Work required -
Retype, exactly and only, each line from the one containing "sample: [441, 104]." to the end of the records below.

Data listing -
■ ■ ■ ■
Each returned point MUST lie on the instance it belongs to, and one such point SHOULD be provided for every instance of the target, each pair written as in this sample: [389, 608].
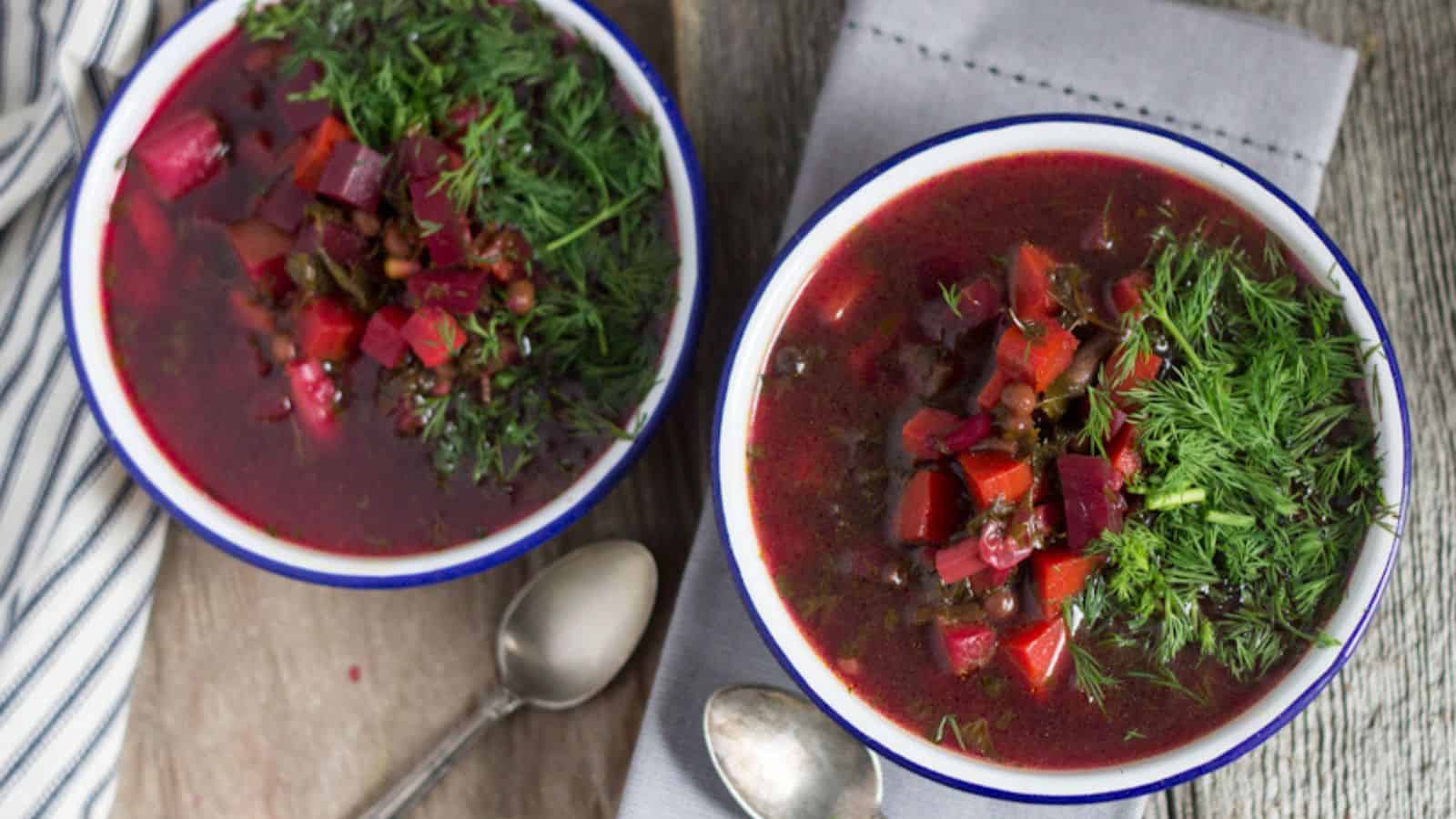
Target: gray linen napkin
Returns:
[905, 70]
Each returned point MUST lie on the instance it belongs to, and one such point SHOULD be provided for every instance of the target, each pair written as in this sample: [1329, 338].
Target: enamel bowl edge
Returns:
[776, 295]
[95, 186]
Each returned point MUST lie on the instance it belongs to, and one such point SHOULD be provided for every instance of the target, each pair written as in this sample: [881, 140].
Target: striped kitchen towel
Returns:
[79, 542]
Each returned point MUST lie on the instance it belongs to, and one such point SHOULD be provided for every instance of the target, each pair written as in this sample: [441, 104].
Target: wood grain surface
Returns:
■ ■ ■ ■
Solution to this exercise -
Each returned point MUST lie on the instance it belongs to, and one such point SHOULD be provided for every instance of the target, each pair written as in this sample: [441, 104].
Target: wood grain surface
Returns:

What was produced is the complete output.